• _Document_
** BEGIN **

Phillip George | Fog Garden

13 July – 18 August 2012



Phillip George  Mountain 2 2012  Ultrachrome pigment prints on Canson Baryta paper, mounted on Alupanel  79 x 79 x 5 cm

The Military-Floral Complex: Phillip George’s Fog Garden[i]
Uros Cvoro

In Sophie Fiennes documentary film The Pervert’s Guide To Cinema (2006) Slavoj Zizek – whose critical reflections form the backbone of the film – is shown watering flowers on the front lawn of an American suburban house. In one of his trademark off-the-cuff provocations, Zizek holds the hose suggestively and remarks that flowers are inherently ‘disgusting’, both a reminder of vagina dentata – vagina with teeth – and an open invitation for insects to copulate. Zizek’s quip should be seen in the context of what he is re-enacting: the philosopher is watering the flowers in front of the house featured in the opening scene of David Lynch's movie Blue Velvet (1986), which starts with a peaceful suburban watering of flowers violently interrupted by a heart attack.

This heart attack scene from Blue Velvet is followed by camera movement penetrating the soil to expose the insect infested nightmare lurking just beneath the pristine surface. In a way not dissimilar to this, Philip George’s multilayered rendering of roses in Fog Garden initiates us into a visual culture where the beautiful also carries the dark underbelly of threat, war and violence as necessary supplements. His close-up photographs of roses with that combine the Arabesque and military planes superimposed onto the petals mark an altogether different approach to beauty.

** END **

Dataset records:
** BEGIN **

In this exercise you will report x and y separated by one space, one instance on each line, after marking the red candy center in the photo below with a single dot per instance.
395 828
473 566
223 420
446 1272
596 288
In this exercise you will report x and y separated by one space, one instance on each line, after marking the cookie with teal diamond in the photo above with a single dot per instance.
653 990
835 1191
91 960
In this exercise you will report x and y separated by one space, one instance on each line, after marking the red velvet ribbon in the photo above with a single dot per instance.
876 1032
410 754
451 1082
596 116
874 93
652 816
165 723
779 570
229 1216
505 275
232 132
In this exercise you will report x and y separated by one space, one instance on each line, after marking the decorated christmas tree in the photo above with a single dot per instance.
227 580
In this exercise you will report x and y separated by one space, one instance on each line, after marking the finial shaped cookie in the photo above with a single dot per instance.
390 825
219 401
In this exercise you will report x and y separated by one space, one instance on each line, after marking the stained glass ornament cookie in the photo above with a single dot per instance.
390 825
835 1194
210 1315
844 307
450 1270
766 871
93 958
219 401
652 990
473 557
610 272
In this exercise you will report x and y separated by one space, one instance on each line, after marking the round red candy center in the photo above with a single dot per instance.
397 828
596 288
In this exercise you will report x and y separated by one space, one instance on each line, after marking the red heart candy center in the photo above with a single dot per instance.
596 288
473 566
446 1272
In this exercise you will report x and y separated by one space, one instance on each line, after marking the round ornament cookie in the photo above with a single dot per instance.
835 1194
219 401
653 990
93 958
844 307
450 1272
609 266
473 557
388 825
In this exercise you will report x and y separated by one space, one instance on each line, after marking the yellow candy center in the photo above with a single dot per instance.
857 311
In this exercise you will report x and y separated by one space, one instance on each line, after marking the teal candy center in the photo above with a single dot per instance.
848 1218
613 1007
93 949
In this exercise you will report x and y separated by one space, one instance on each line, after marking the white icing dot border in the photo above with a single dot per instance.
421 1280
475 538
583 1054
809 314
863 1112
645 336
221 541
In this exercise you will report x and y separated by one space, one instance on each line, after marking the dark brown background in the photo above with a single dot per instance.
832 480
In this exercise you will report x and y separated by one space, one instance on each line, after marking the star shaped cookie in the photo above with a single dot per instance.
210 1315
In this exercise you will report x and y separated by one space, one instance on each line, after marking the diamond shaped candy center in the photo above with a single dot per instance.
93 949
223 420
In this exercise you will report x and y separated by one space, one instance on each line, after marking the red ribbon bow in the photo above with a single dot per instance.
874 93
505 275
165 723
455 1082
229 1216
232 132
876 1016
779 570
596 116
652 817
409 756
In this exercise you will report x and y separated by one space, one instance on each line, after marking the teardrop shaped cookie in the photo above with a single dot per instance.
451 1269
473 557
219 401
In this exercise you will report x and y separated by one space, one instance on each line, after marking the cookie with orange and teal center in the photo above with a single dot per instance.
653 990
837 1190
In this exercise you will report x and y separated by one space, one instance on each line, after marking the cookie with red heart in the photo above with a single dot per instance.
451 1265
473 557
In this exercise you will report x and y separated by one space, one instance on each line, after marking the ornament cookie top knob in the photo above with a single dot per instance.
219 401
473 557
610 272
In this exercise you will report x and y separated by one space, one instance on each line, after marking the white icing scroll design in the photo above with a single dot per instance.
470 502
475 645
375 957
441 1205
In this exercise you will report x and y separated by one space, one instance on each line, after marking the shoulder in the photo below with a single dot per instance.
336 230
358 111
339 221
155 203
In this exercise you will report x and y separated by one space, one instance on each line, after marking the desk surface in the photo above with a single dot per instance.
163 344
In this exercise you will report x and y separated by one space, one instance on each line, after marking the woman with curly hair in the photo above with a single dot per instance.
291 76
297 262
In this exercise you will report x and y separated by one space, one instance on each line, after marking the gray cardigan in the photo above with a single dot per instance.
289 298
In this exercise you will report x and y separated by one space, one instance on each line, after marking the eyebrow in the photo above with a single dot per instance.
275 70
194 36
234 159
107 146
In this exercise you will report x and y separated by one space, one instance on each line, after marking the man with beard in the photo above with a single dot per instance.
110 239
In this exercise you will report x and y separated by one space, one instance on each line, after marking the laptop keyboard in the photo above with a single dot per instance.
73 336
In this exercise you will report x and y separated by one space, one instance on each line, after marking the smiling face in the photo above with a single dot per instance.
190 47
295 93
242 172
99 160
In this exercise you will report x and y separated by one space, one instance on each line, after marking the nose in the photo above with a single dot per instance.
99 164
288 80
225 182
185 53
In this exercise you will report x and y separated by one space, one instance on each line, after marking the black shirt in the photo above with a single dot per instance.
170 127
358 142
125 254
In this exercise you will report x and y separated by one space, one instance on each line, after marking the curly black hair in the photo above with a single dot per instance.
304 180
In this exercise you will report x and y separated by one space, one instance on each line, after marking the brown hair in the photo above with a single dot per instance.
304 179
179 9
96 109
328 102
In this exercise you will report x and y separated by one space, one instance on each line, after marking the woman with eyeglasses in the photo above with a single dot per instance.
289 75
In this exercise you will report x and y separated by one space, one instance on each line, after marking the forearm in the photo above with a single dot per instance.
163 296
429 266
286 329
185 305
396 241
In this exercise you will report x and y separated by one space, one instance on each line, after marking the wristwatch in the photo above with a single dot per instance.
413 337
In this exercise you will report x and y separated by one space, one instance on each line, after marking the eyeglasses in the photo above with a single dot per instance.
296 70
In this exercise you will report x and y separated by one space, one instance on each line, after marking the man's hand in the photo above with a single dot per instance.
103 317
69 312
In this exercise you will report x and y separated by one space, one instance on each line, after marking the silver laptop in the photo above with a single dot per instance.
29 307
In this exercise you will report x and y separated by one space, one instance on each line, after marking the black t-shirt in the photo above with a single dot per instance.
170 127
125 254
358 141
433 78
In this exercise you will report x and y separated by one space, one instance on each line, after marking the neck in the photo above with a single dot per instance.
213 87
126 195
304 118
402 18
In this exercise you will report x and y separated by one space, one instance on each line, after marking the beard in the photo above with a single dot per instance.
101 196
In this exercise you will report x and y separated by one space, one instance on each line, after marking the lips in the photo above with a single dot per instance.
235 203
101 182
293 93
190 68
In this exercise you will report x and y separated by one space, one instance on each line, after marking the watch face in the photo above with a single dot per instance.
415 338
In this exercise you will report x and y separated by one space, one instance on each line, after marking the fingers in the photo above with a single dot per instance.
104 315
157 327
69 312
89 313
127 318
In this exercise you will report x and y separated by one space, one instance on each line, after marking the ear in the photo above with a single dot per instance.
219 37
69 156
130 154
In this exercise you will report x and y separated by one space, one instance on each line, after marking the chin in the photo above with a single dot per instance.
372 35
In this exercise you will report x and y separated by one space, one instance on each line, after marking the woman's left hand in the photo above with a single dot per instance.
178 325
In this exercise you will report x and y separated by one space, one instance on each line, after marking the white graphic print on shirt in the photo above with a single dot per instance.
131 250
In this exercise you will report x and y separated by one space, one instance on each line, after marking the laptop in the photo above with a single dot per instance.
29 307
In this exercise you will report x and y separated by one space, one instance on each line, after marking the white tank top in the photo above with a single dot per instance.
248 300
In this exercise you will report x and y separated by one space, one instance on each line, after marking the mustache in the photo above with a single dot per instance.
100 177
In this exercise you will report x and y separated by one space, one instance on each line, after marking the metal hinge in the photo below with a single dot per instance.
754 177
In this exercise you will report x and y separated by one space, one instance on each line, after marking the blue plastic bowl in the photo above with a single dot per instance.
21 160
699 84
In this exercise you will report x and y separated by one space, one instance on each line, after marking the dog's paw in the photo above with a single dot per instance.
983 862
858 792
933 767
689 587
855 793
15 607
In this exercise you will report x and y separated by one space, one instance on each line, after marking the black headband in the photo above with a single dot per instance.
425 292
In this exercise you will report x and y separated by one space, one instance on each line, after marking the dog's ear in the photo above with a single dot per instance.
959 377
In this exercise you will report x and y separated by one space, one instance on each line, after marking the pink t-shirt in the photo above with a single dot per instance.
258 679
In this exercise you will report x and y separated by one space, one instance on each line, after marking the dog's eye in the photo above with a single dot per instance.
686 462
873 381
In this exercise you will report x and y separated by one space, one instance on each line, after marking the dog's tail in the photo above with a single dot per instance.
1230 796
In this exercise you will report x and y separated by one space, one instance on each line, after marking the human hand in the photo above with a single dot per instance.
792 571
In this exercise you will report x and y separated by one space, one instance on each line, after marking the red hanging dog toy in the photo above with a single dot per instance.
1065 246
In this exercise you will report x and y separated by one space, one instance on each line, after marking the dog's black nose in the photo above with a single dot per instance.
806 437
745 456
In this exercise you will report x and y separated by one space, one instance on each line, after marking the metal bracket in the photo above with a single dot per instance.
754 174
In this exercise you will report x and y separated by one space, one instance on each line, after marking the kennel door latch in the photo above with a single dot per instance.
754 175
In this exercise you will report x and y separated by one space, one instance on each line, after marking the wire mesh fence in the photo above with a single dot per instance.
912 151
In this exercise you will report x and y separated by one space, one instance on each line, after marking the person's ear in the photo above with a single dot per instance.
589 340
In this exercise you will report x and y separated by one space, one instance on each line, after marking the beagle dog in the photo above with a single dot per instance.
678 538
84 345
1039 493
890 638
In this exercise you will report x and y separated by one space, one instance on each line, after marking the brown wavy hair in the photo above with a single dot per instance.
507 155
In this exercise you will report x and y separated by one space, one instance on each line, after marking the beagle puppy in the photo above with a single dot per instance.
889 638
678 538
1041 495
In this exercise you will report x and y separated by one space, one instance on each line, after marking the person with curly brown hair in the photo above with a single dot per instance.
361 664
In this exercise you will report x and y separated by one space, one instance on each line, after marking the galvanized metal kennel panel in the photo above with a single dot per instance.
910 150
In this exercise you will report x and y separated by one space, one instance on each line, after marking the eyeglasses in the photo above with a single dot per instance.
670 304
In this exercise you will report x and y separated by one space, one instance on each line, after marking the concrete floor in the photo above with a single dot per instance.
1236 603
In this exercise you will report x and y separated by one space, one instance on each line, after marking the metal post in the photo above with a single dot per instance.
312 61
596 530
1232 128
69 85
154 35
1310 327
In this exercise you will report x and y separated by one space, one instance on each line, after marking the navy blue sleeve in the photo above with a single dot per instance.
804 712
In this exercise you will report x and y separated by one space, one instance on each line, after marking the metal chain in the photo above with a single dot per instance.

** END **

• _Set tasks_
a) Answer these from the Fog Garden text, one line each:
(i) On what dates does the exhibition run?
(ii) Who made the documentary film The Pervert's Guide To Cinema?
(iii) In the opening scene of Blue Velvet, what interrupts the watering of flowers?
b) Rewrite everything in the Fog Garden text from "This heart attack" down to "approach to beauty.", putting "fighter jets" in place of "military planes".

• _Results for the exercise_
a)
(i) 13 July – 18 August 2012
(ii) Sophie Fiennes
(iii) A heart attack

b)
This heart attack scene from Blue Velvet is followed by camera movement penetrating the soil to expose the insect infested nightmare lurking just beneath the pristine surface. In a way not dissimilar to this, Philip George’s multilayered rendering of roses in Fog Garden initiates us into a visual culture where the beautiful also carries the dark underbelly of threat, war and violence as necessary supplements. His close-up photographs of roses with that combine the Arabesque and fighter jets superimposed onto the petals mark an altogether different approach to beauty.